:: Rows contained in a dataset ::
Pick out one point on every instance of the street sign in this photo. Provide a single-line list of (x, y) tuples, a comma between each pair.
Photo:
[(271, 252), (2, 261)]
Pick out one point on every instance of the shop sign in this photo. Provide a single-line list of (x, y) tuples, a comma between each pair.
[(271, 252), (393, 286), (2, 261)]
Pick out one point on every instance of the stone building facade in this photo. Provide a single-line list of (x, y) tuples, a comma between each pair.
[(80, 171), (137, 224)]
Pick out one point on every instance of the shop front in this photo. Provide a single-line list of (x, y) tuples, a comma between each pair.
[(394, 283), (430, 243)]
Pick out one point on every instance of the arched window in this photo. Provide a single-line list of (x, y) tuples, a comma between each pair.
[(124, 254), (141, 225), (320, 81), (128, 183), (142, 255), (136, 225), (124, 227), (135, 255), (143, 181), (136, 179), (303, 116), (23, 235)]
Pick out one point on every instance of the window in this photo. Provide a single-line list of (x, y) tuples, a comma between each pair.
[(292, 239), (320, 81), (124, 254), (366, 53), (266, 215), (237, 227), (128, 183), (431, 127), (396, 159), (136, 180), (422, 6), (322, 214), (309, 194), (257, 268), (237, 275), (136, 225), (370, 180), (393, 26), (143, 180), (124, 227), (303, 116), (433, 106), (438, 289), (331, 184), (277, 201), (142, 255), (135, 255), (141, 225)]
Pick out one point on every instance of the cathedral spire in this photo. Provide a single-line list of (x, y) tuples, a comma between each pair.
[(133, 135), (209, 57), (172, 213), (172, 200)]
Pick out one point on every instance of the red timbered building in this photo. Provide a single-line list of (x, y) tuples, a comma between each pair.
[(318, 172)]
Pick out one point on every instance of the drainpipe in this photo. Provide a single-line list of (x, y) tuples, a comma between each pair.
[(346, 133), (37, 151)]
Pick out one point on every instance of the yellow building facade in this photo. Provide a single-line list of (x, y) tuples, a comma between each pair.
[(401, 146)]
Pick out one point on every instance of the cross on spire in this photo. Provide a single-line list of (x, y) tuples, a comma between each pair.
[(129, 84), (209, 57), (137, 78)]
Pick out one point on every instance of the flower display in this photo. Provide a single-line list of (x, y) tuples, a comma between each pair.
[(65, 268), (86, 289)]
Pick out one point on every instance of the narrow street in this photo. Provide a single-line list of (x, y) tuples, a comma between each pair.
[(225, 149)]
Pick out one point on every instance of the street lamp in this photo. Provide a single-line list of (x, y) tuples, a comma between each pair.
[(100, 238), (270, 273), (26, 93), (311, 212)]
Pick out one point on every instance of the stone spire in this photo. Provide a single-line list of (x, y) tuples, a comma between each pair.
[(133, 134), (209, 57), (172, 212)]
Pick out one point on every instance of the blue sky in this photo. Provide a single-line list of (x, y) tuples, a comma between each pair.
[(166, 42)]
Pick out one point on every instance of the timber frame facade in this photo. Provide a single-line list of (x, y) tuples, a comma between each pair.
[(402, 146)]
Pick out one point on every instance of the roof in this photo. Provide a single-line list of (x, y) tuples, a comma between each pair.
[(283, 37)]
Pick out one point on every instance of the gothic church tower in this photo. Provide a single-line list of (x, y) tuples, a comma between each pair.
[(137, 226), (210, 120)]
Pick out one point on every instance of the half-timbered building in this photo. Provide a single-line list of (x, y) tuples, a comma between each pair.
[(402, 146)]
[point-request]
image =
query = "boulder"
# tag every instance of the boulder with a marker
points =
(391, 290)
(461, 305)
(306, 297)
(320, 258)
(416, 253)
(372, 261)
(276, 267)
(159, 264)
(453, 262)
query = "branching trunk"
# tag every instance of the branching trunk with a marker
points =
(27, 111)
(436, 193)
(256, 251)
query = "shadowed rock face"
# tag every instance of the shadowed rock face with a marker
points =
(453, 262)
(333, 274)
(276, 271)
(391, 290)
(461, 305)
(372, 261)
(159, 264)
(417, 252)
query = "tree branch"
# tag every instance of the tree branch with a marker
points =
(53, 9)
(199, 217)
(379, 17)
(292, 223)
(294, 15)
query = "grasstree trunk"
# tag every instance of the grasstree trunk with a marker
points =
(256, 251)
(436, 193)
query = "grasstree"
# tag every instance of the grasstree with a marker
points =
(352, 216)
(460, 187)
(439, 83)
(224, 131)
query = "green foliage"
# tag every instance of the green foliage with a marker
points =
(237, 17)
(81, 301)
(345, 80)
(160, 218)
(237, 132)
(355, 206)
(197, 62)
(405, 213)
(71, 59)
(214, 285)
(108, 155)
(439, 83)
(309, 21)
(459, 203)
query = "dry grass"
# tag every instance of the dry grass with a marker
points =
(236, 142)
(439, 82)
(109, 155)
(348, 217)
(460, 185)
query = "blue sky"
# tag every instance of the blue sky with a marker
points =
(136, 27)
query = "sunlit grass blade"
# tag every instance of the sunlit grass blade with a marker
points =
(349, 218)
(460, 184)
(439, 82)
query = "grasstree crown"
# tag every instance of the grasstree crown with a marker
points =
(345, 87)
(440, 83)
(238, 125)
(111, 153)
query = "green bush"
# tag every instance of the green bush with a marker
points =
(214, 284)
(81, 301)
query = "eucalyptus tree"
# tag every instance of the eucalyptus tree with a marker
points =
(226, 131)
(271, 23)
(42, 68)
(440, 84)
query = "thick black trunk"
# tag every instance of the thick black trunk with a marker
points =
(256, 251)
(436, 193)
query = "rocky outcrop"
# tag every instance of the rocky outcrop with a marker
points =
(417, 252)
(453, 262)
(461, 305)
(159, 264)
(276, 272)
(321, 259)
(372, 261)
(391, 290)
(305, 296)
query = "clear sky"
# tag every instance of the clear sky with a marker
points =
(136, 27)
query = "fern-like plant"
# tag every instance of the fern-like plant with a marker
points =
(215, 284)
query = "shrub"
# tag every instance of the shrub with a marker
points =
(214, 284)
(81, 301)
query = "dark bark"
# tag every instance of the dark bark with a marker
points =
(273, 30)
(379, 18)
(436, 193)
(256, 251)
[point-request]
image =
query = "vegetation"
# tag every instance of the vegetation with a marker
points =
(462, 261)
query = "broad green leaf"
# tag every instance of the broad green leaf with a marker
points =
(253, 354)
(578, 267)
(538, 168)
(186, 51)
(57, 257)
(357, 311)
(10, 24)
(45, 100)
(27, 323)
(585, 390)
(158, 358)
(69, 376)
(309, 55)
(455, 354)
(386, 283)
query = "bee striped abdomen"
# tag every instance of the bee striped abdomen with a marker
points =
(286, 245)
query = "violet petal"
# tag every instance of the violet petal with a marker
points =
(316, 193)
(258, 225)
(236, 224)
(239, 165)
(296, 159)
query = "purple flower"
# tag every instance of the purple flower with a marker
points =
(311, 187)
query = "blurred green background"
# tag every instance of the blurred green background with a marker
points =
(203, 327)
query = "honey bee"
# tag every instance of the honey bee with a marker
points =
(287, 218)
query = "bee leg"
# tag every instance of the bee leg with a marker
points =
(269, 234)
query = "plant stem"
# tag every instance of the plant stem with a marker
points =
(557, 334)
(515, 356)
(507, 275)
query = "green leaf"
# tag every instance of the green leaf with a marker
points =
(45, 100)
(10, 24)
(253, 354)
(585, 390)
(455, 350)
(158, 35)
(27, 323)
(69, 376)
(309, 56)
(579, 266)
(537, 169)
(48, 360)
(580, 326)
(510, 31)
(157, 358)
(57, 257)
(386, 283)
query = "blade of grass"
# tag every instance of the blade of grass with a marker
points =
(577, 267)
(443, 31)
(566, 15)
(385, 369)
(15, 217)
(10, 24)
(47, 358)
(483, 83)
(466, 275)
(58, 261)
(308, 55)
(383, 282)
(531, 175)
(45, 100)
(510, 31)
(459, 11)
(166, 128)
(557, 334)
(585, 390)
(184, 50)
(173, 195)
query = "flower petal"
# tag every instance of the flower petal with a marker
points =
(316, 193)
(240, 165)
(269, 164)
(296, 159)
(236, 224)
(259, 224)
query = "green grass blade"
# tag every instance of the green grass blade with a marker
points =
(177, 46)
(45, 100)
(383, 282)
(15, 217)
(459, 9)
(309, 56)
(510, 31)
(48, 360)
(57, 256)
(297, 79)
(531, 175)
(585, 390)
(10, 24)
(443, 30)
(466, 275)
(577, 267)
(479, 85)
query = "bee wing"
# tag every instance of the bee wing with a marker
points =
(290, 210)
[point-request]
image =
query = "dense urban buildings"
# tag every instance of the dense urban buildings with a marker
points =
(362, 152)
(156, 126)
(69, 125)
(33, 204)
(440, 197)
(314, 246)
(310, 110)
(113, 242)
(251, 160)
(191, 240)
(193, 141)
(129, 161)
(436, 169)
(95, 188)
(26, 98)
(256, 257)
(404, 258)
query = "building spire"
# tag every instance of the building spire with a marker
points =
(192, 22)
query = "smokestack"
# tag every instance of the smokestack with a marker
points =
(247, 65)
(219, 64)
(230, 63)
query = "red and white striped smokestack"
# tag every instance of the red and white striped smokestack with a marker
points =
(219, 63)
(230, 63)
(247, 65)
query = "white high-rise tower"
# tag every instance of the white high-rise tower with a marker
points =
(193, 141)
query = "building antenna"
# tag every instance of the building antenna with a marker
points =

:: What you will do ::
Copy the rows from the line with "Pick out one point on every instance of the street lamp" up to and including the line with "[(166, 42)]", keeping the requests as they are. Shift every coordinate in the answers by adding 38 to each number.

:: Written answer ::
Pick out one point on every instance of the street lamp in this photo. Provide a single-line list of (x, y) tuples, a comma between each pair.
[(138, 276), (308, 311), (64, 131), (349, 250)]
Pick out one point on every instance of the stone spire in this photo. Provide a single-line list of (x, y) tuples, a comma between each pair.
[(171, 172), (247, 95), (210, 250)]
Pick out one point on every instance of the blue sky in this photo. Provide a single-line list of (x, y) tuples, a comma between each pair.
[(204, 80)]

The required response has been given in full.